-- start of Data entries --
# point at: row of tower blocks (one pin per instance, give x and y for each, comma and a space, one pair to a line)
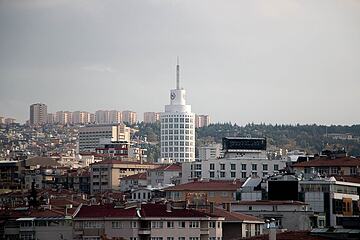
39, 115
178, 124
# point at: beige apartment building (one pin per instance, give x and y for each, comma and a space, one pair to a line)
202, 121
151, 117
106, 175
146, 222
129, 117
38, 113
91, 135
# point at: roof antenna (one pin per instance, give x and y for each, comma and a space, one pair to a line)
177, 74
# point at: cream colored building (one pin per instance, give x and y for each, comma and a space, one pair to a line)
146, 221
151, 117
106, 175
129, 117
90, 135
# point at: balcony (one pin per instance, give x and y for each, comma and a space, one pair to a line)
144, 231
204, 231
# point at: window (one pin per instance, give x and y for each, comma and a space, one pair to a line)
156, 224
243, 167
116, 224
264, 167
248, 230
182, 224
212, 166
254, 167
257, 229
194, 224
170, 224
222, 166
133, 224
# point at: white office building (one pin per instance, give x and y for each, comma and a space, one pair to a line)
178, 127
243, 158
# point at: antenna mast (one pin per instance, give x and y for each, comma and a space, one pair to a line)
177, 74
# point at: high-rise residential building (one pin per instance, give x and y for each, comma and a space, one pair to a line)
90, 136
202, 121
51, 118
178, 127
81, 117
129, 117
63, 117
102, 117
115, 116
151, 117
38, 113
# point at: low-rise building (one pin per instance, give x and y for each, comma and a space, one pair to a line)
203, 192
291, 215
146, 221
106, 175
164, 175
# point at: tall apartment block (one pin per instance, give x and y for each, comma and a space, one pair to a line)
202, 121
129, 117
106, 116
151, 117
90, 136
38, 113
178, 127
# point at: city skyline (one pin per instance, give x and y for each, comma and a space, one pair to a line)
282, 62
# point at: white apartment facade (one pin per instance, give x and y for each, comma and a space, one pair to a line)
236, 163
178, 127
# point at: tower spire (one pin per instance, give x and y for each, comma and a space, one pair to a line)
177, 73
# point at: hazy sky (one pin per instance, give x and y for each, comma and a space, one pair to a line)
273, 61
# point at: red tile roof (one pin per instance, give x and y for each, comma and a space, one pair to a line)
270, 202
149, 210
172, 167
235, 216
211, 185
299, 235
326, 162
114, 161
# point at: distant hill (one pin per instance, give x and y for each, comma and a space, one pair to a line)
311, 138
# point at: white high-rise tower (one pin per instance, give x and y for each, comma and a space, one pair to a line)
178, 126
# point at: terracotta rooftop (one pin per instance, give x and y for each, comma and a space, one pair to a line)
235, 216
210, 185
114, 161
150, 210
299, 235
139, 176
327, 162
270, 202
171, 167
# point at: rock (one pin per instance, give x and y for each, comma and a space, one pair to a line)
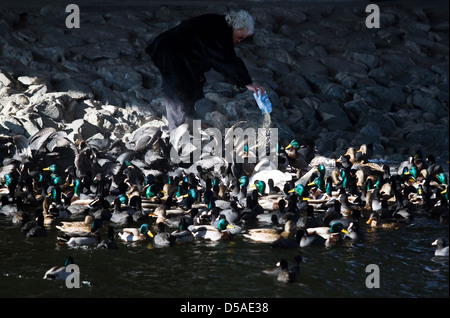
5, 79
80, 129
74, 89
336, 65
430, 105
217, 120
10, 125
21, 55
333, 117
121, 78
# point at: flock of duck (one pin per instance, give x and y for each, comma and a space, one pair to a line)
132, 192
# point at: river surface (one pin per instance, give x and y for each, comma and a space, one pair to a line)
232, 268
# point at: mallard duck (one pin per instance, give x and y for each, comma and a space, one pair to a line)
213, 233
299, 157
309, 220
182, 234
270, 235
163, 238
285, 275
354, 232
109, 243
277, 269
59, 272
269, 217
121, 215
78, 197
441, 247
261, 179
375, 221
77, 226
38, 230
9, 208
306, 239
233, 214
136, 234
83, 238
364, 153
331, 234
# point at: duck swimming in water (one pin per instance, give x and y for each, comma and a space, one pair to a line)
59, 272
441, 247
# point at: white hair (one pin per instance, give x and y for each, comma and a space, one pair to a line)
241, 20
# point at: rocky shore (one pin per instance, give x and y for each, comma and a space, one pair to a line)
332, 80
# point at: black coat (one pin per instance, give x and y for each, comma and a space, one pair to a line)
183, 54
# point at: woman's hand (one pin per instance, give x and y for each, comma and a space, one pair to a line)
256, 88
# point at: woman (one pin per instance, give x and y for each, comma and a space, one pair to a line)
183, 54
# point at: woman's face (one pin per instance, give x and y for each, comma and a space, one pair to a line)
239, 35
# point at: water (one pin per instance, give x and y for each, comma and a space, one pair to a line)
203, 269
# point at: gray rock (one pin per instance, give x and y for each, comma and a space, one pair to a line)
73, 88
121, 78
336, 65
21, 55
333, 117
6, 80
356, 110
430, 105
80, 129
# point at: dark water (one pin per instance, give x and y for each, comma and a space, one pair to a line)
231, 268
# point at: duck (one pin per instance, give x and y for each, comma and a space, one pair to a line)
121, 215
38, 230
76, 226
354, 232
441, 247
375, 221
268, 217
80, 239
9, 208
233, 214
309, 220
305, 239
136, 234
270, 235
163, 238
182, 234
109, 243
285, 275
60, 272
331, 234
213, 233
298, 157
275, 271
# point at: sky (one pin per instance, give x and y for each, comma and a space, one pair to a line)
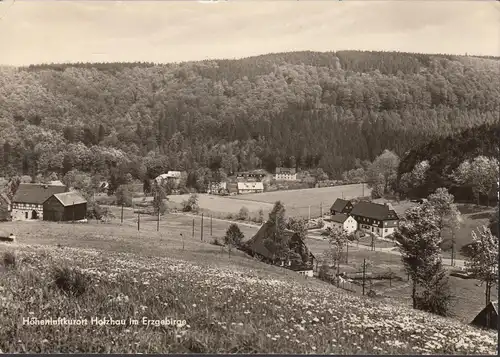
44, 31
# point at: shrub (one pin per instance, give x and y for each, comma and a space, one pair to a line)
71, 281
243, 214
9, 260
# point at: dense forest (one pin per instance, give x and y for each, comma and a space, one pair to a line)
304, 109
445, 156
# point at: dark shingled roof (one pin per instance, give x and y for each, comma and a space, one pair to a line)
35, 193
374, 211
340, 218
70, 198
339, 205
256, 243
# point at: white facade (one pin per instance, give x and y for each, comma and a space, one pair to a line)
250, 187
285, 176
309, 273
350, 225
26, 211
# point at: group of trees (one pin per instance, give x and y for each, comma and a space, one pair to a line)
420, 239
302, 109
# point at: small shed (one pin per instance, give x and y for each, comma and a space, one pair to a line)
488, 317
67, 206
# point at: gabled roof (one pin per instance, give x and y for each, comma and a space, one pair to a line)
256, 243
35, 193
339, 205
70, 198
250, 186
339, 218
284, 170
374, 211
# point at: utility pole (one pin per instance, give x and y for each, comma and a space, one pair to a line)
364, 274
202, 226
158, 221
452, 247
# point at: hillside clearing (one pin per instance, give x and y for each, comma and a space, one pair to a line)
224, 311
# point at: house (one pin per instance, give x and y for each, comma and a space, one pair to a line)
342, 221
488, 317
257, 247
29, 198
379, 219
341, 206
285, 174
5, 207
255, 175
250, 187
66, 206
171, 176
217, 188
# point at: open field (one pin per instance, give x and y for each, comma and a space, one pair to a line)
229, 304
297, 202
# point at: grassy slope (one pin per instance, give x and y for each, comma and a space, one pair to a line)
230, 304
203, 287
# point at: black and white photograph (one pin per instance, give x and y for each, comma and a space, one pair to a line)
249, 177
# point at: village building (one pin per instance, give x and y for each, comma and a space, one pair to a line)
487, 317
173, 177
285, 174
379, 219
341, 206
343, 222
28, 201
256, 247
5, 207
251, 176
66, 206
217, 188
250, 187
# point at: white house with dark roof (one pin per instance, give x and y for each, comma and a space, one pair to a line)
28, 201
379, 219
343, 222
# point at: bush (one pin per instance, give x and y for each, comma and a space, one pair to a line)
9, 260
243, 214
71, 281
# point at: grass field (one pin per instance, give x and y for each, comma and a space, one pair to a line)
230, 304
297, 202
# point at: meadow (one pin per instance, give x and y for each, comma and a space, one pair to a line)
220, 305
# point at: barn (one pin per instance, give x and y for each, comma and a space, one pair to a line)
487, 317
67, 206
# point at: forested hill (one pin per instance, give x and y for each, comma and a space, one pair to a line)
445, 154
307, 109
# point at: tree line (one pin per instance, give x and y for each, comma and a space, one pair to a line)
306, 110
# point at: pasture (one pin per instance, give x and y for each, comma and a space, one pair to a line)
298, 202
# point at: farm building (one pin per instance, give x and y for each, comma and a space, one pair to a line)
488, 317
256, 247
344, 222
341, 206
217, 188
66, 206
29, 198
250, 187
255, 175
379, 219
285, 174
5, 207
-- end of Data entries --
> Task: Leave the pictures out, and transcribe each of the records exactly.

> Worked answer:
# point at: row of tower blocks (one pin per instance, give x and y for each, comma and a space, one pair to a line)
39, 115
178, 124
# point at: beige apartment building (one pin per instance, give x and y for each, comma and a space, one pair to a line)
202, 121
151, 117
106, 175
146, 222
129, 117
38, 113
91, 135
# point at: roof antenna (one pin per instance, give x and y for each, comma and a space, one pair to a line)
177, 74
# point at: cream colored building (one pin per instance, give x and y for each, comma and a space, one pair to a line)
146, 221
151, 117
106, 175
129, 117
90, 135
# point at: balcony (one pin per instance, give x and y for each, comma and a space, one pair to a line)
144, 231
204, 231
# point at: window (one pin per instance, give x and y for each, comma and a space, one pair to a line)
156, 224
243, 167
116, 224
264, 167
248, 230
182, 224
212, 166
254, 167
257, 229
194, 224
170, 224
222, 166
133, 224
# point at: white office building (one pin per instance, give x and y for each, comma and a space, one pair to a line)
178, 127
243, 158
# point at: antenna mast (one pin per instance, give x and y for each, comma and a space, one pair to a line)
177, 74
# point at: high-rise residential building (one pin per instance, give x and y for each, comma and a space, one pair to a line)
90, 136
202, 121
51, 118
178, 127
81, 117
129, 117
63, 117
102, 117
115, 116
151, 117
38, 113
# point at: low-rise building (one pin per instance, give x and y for each, comma and a space, one pair to a line)
203, 192
291, 215
146, 221
106, 175
164, 175
# point at: tall apartment block (one pin per instance, give x and y for each, comma and a space, one pair to a line)
202, 121
129, 117
106, 116
151, 117
90, 136
38, 113
178, 127
# point at: city skyline (one pin per instance, give x and y for each, comma and a space, one pair to a line)
282, 62
# point at: white apartment facade (one pin per instance, give x and y for each, comma and a space, one pair to a line)
236, 163
178, 127
# point at: tower spire (one pin per instance, give x and y for each, comma and a space, one pair to a line)
177, 73
# point at: hazy sky (one pin per instance, give x and y for each, comma and a space, one pair to a line)
273, 61
# point at: red tile roof (one pin per instance, give x and y for each, comma and a space, one pair to a line)
270, 202
149, 210
172, 167
235, 216
211, 185
299, 235
326, 162
114, 161
# point at: distant hill (one pin per instance, give x and y for each, comma and a space, one pair to a line)
311, 138
# point at: white high-rise tower (one pin per instance, give x and y for each, comma and a space, one pair to a line)
178, 126
# point at: terracotta rooftop (one pin per instance, give x and y for each, comma and a space, one pair to a line)
235, 216
210, 185
114, 161
150, 210
299, 235
139, 176
327, 162
270, 202
171, 167
# point at: rock (one pin per instance, give x and y for each, comma and a space, one pair to a line)
5, 79
80, 129
74, 89
336, 65
430, 105
217, 120
10, 125
21, 55
333, 117
121, 78
# point at: flock of duck (one pin per instance, give x and y for each, comma and a space, one pair to a line)
132, 192
# point at: river surface (one pin per instance, give x and y for each, comma and a space, one pair to a line)
232, 268
# point at: mallard duck (one pin per instance, give x and y for each, comma and a space, one pair to a line)
213, 233
299, 157
309, 220
182, 234
270, 235
163, 238
285, 275
354, 232
109, 243
277, 269
59, 272
269, 217
121, 215
78, 197
441, 247
261, 179
375, 221
77, 226
38, 230
9, 208
306, 239
233, 214
136, 234
83, 238
364, 153
331, 234
# point at: duck swimming in water (one pin per instance, give x and y for each, comma and a space, one pair to a line)
59, 272
441, 247
# point at: white hair (one pin per instance, give x and y for each, comma and a space, one pair to a line)
241, 20
# point at: rocky shore (one pin per instance, give x and y for each, comma and a space, one pair to a line)
332, 80
# point at: black coat (one pin per instance, give x and y for each, comma and a space, one pair to a line)
183, 54
# point at: woman's hand (one pin per instance, give x and y for each, comma and a space, one pair to a line)
256, 88
# point at: woman (one pin per instance, give x and y for each, comma and a space, one pair to a line)
183, 54
# point at: woman's face (one pin per instance, give x and y for each, comma and a space, one pair to a line)
239, 35
# point at: water (one pin per instance, give x and y for each, comma and a space, one pair to a line)
203, 269
# point at: gray rock (one pin per instance, give x and y for each, comma and a space, one pair to a line)
73, 88
121, 78
336, 65
21, 55
333, 117
6, 80
356, 110
430, 105
80, 129
# point at: dark water (one pin per instance, give x and y for each, comma and a space, one pair to a line)
231, 268
# point at: duck (one pin per instance, give x and y for each, comma and a space, one pair to a line)
121, 215
38, 230
76, 226
354, 232
441, 247
375, 221
268, 217
80, 239
9, 208
233, 214
309, 220
305, 239
136, 234
270, 235
163, 238
182, 234
109, 243
285, 275
60, 272
331, 234
213, 233
298, 157
275, 271
# point at: sky (one pin per instance, give x and y for each, comma and a space, one pair to a line)
44, 31
# point at: shrub (one pin per instance, give x and y for each, comma and a space, one pair to a line)
71, 281
243, 214
9, 260
# point at: dense forest (one pin per instance, give x and y for each, comma and a space, one pair to a line)
304, 109
445, 156
# point at: dark shingled roof (one pin per instance, give x and y for each, comma and a space, one pair to a line)
35, 193
374, 211
340, 218
70, 198
339, 205
256, 243
# point at: white facade (one pin per instance, give x and y for each, comma and a space, one pair to a line)
250, 187
285, 176
309, 273
350, 225
26, 211
# point at: group of trees (one pin per instance, give x and y for each, comma and a space, one pair to a line)
420, 239
302, 109
# point at: small shed (one pin per instance, give x and y for each, comma and a space, one pair to a line)
488, 317
67, 206
# point at: gabled roof (one pin per instance, give x and y for each, comma and a space, one pair to a line)
256, 243
35, 193
339, 205
70, 198
250, 186
339, 218
284, 170
374, 211
# point at: utility pole (one pin per instance, give x and y for each, comma and a space, one pair to a line)
364, 274
202, 226
158, 221
452, 247
# point at: hillside clearing (one pin per instance, give x and y for each, comma and a space, one pair to a line)
224, 311
# point at: house (one pin per instance, give x and y for each, comma and a space, one pair to a line)
342, 221
488, 317
257, 247
29, 198
379, 219
341, 206
285, 174
5, 207
255, 175
250, 187
66, 206
171, 176
217, 188
# point at: open field (one pin per instance, give x and y for each, comma and a space, one pair to a line)
229, 304
297, 202
# point at: grassy slope (one pin per instance, give x and y for each, comma and a space, one pair to a line)
230, 304
203, 287
# point at: black and white photograph (one pin per instance, give x and y for each, comma and a space, one pair to a line)
249, 177
# point at: village building (one pin per instance, give x and y for each, comma and a space, one pair to a line)
487, 317
173, 177
285, 174
379, 219
341, 206
343, 222
28, 201
256, 247
5, 207
251, 176
66, 206
217, 188
250, 187
# point at: white house with dark roof (one pin per instance, give x and y for each, comma and a space, one pair to a line)
28, 201
379, 219
343, 222
# point at: bush (one pin per instance, give x and y for each, comma and a space, one pair to a line)
9, 260
243, 214
71, 281
# point at: grass field (one pin per instance, give x and y for each, comma and a space, one pair to a line)
230, 304
297, 202
# point at: meadow (one pin per instance, give x and y for each, comma and a space, one pair to a line)
220, 305
# point at: barn (one pin per instance, give x and y for each, comma and a space, one pair to a line)
487, 317
67, 206
# point at: forested hill (one pin per instance, give x and y for each, comma and a space, one pair to a line)
445, 154
307, 109
# point at: tree line (one pin per instance, give x and y for each, comma and a space, one pair to a line)
306, 110
# point at: pasture (one pin per instance, give x and y for each, comma and a space, one pair to a line)
298, 202
# point at: farm building (one pin per instance, give x and y for each, comma and a space, one pair to a line)
488, 317
256, 247
344, 222
341, 206
217, 188
66, 206
29, 198
250, 187
255, 175
379, 219
285, 174
5, 207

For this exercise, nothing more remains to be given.